Extract the final stretch of the data: the line that contains "Target: man's shoulder" and every line after it, unaltered, and no other lines.

>>

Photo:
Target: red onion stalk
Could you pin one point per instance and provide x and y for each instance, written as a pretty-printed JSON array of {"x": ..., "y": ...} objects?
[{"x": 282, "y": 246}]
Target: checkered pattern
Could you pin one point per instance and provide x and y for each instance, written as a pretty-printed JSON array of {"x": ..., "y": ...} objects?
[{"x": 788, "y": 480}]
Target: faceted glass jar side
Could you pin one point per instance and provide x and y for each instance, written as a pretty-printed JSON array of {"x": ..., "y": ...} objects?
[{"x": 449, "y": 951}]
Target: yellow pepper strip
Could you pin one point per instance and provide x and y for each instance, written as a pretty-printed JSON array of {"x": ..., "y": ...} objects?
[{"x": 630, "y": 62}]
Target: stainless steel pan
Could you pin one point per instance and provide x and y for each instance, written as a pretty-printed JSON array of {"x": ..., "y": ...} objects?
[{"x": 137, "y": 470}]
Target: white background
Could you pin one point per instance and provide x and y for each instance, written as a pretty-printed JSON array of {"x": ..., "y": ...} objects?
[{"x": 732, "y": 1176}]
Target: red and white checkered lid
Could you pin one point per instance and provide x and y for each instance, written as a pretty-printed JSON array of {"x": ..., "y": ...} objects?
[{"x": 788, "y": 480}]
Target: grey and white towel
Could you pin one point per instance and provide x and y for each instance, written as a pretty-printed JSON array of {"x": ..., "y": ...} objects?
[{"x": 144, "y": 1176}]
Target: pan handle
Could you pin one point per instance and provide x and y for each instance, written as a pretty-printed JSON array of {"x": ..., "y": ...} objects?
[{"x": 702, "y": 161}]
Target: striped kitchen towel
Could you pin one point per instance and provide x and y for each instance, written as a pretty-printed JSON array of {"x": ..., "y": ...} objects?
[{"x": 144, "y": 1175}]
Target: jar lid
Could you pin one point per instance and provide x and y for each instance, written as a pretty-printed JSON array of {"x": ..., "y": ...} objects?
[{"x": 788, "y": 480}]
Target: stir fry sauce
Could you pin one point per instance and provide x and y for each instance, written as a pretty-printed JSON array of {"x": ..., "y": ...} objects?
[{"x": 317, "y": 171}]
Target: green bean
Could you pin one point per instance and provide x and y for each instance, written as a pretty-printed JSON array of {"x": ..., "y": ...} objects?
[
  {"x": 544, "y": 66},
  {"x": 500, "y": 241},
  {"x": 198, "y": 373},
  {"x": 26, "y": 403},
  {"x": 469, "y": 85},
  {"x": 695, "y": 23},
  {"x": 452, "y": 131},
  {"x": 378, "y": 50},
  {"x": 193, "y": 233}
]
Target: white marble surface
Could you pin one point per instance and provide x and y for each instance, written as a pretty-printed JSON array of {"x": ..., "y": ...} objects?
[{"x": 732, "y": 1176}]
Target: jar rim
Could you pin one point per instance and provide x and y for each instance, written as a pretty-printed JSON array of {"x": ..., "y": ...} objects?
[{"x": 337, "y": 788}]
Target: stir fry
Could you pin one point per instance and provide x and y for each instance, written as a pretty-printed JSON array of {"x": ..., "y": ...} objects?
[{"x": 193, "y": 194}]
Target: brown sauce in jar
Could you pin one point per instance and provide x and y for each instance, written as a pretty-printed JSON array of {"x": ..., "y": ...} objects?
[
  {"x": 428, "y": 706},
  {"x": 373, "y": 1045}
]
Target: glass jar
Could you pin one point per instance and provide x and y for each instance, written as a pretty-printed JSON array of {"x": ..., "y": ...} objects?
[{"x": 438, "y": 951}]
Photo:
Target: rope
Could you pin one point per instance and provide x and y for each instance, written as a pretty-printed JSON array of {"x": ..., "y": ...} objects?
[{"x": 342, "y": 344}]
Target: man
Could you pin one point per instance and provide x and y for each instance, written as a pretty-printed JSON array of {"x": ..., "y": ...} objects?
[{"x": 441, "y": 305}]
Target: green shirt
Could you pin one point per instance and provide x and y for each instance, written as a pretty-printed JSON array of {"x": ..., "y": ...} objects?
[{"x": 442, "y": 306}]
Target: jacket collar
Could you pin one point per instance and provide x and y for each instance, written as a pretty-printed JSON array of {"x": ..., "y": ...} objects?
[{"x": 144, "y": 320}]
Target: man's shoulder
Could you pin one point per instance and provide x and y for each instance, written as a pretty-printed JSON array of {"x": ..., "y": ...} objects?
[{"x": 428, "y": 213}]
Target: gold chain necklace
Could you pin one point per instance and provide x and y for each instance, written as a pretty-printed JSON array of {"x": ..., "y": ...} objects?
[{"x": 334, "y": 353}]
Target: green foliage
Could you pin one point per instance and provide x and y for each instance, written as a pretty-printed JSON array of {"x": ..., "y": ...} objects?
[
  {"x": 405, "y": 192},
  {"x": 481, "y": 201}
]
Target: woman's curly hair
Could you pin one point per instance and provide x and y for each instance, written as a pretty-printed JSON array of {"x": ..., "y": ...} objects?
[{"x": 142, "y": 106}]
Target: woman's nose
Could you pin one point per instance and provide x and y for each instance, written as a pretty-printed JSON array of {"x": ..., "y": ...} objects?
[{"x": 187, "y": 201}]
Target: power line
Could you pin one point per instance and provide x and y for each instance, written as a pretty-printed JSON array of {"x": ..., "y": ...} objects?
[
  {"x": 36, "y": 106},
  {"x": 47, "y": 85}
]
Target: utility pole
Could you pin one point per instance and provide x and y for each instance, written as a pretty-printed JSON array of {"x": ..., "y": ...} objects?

<<

- [The answer]
Target: man's shoulder
Could you pin one point per instance and provide x and y for each instance, written as a pretty-printed JSON array of {"x": ..., "y": ...} objects?
[{"x": 428, "y": 213}]
Target: gold chain necklace
Could you pin one point per instance and provide x and y for each instance, written as a pretty-printed JSON array of {"x": ..., "y": ...} objects?
[{"x": 334, "y": 353}]
Target: green foliage
Could you pin one point per instance and provide x and y for each instance, written as a pretty-printed JSON array of {"x": ..., "y": ...} objects?
[
  {"x": 405, "y": 192},
  {"x": 481, "y": 201}
]
Target: woman's curly hair
Could you pin one point per instance and provide x and y for each instance, written as a pretty-printed JSON array of {"x": ..., "y": ...} objects?
[{"x": 142, "y": 106}]
Target: woman's nose
Could you pin one point per instance and provide x and y for each instance, written as a pretty-printed JSON array of {"x": ..., "y": ...} objects?
[{"x": 187, "y": 201}]
Target: power line
Could you pin one point per instance and provide x and y for each instance, written as a pretty-printed JSON array of {"x": ..., "y": ...} objects?
[
  {"x": 36, "y": 106},
  {"x": 47, "y": 85}
]
Target: utility pole
Could you pin one point per instance and provide x and y for each instance, written as a pretty-printed JSON array of {"x": ..., "y": ...} objects?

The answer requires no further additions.